:: Data extract

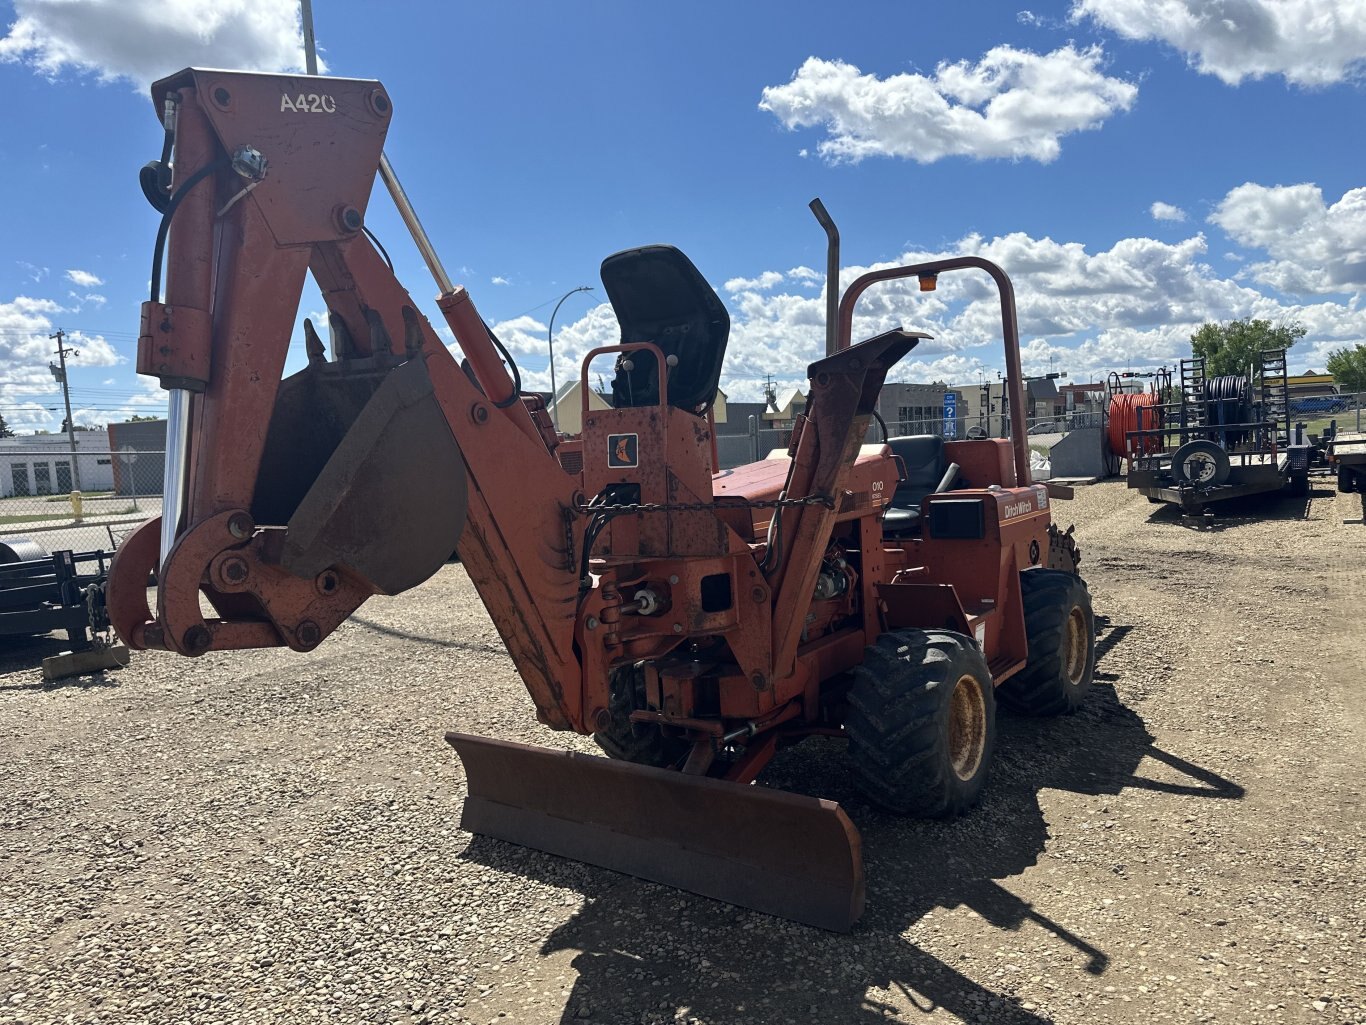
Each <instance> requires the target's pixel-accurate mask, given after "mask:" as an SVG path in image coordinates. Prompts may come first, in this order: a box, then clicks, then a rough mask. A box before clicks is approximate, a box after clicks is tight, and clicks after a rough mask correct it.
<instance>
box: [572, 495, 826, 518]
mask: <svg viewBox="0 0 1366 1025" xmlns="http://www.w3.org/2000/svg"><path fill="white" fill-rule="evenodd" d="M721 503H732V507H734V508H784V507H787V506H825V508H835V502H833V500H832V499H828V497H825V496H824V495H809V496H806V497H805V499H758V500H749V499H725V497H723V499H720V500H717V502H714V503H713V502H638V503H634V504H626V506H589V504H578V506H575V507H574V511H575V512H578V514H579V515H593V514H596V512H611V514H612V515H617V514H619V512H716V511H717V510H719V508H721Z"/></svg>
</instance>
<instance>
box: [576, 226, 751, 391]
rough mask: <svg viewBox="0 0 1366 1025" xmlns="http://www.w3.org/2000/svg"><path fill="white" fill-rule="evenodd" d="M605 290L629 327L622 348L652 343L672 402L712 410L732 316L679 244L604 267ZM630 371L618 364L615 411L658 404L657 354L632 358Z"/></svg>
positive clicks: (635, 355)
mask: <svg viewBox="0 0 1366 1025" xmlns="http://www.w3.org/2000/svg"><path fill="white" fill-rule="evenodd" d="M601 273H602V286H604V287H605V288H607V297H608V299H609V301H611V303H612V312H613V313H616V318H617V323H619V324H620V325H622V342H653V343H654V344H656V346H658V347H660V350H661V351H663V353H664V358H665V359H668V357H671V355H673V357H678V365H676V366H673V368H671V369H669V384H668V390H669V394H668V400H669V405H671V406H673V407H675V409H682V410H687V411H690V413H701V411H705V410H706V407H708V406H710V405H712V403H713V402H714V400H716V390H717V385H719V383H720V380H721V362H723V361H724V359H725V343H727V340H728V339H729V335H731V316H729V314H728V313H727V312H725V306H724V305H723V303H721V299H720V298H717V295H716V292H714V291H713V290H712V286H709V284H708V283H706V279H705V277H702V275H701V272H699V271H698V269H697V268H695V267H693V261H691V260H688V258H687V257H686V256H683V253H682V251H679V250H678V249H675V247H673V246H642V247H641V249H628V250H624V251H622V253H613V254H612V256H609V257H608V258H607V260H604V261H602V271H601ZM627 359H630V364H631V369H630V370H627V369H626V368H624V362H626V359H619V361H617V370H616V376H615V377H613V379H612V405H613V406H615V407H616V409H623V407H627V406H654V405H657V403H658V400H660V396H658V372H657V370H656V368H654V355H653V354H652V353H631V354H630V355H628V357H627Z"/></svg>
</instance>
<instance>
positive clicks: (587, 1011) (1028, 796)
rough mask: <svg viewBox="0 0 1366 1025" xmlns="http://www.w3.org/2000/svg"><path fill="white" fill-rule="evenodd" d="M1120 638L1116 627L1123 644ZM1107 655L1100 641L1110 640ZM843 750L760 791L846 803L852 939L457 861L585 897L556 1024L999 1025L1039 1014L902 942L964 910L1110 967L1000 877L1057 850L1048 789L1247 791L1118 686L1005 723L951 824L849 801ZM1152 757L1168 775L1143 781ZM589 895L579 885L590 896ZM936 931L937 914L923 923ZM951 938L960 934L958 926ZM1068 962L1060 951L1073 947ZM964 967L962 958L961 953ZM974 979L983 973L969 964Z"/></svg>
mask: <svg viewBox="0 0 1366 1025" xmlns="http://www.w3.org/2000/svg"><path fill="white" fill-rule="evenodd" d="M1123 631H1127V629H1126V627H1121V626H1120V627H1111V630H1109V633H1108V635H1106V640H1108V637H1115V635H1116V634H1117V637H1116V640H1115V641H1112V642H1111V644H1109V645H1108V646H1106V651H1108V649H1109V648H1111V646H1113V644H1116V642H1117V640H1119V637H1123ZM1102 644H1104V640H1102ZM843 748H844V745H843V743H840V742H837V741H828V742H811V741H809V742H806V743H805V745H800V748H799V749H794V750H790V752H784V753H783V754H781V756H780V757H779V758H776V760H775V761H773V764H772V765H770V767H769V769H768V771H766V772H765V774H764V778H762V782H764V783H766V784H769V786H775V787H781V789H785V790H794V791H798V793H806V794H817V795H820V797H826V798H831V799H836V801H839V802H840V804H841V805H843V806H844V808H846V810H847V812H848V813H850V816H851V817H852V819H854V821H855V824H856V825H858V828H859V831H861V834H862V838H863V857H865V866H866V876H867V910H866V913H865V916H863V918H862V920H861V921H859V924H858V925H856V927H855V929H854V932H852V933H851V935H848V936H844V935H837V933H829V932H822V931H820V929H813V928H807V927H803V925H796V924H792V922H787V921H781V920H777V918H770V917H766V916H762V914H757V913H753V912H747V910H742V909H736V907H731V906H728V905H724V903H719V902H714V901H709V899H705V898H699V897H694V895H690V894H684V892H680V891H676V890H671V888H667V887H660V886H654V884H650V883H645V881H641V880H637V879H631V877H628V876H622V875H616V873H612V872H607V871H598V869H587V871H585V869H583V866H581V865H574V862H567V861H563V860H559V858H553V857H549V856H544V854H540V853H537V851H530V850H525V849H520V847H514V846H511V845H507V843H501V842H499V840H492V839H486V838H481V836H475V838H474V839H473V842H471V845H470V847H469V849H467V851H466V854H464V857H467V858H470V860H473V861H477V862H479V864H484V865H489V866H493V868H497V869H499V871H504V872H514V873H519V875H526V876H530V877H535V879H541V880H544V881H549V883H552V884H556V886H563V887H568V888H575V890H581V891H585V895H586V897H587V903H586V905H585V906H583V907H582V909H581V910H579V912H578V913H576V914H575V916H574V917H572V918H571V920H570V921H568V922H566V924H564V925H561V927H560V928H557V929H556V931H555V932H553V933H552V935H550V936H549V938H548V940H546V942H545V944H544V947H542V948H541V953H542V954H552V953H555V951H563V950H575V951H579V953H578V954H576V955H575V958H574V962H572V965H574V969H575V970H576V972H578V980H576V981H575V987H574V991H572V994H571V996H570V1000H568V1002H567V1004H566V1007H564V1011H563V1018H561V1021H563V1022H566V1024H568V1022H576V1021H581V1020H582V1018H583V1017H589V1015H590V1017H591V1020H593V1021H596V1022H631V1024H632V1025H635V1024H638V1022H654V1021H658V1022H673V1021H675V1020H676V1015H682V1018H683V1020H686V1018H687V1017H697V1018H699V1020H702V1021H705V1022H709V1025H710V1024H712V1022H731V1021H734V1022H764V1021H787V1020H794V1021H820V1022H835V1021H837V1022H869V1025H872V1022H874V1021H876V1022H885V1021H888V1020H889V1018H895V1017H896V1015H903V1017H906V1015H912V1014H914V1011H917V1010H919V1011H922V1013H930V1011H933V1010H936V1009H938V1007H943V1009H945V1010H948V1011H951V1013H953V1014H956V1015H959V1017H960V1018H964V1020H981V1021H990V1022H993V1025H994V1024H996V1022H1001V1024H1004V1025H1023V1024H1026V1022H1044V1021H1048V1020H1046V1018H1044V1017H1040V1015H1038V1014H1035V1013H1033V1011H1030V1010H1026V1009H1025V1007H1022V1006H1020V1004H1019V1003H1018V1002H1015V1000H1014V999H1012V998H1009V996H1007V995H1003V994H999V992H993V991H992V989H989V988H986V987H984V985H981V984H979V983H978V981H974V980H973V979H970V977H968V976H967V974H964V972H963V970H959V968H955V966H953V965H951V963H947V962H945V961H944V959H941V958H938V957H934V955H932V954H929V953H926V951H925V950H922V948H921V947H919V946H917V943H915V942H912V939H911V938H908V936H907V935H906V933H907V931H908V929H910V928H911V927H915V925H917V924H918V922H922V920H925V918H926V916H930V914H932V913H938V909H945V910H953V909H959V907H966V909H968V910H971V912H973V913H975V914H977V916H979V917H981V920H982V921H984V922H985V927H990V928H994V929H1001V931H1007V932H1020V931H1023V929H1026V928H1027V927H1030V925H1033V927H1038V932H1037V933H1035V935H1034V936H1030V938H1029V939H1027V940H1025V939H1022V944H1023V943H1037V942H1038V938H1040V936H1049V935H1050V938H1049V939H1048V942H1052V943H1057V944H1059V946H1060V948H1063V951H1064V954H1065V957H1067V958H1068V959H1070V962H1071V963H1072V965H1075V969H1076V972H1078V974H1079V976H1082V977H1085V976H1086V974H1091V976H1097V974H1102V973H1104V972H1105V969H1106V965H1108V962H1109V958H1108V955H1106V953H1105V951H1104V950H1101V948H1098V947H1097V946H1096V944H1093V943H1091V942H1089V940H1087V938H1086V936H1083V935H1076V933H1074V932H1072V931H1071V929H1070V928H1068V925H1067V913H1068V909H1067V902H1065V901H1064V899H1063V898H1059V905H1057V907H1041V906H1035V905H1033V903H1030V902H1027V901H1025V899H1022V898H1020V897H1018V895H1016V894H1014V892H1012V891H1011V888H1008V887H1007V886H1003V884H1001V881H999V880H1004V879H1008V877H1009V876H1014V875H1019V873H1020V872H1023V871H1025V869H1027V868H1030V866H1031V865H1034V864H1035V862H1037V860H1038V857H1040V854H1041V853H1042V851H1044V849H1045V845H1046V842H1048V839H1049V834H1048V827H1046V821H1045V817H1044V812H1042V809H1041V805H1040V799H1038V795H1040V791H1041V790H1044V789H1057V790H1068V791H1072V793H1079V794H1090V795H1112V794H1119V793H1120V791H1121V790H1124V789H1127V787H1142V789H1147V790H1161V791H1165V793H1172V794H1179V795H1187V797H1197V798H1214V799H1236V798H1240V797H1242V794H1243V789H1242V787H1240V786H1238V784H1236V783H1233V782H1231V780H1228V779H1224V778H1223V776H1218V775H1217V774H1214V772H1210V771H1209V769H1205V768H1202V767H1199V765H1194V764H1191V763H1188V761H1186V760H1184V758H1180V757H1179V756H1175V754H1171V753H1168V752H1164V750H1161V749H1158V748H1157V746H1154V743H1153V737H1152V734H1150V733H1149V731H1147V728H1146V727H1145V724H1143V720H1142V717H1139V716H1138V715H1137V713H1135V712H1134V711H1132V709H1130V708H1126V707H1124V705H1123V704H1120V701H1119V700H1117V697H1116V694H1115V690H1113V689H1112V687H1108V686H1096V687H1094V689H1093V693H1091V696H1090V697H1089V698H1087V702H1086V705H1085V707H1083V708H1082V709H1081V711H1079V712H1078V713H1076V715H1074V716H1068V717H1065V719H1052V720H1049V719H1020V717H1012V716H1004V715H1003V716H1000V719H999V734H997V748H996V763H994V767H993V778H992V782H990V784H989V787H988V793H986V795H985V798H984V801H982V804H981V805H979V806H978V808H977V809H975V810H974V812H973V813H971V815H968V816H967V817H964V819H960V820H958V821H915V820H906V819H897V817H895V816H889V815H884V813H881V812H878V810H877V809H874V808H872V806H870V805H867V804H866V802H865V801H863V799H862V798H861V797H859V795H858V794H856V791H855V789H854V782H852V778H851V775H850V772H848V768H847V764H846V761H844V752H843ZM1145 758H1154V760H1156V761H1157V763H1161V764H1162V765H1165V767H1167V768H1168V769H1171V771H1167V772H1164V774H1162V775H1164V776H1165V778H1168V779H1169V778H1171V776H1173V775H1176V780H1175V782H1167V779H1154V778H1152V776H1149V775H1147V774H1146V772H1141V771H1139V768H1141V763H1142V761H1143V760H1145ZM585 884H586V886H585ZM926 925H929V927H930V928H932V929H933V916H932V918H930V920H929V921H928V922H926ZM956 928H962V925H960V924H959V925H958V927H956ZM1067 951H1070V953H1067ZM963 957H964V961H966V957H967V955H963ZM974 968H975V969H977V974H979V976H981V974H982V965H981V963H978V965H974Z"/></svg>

::::

Extract each line of the items above that contains the string "positive", reproducing it unchanged.

positive clicks: (635, 355)
positive clicks: (587, 1011) (1028, 796)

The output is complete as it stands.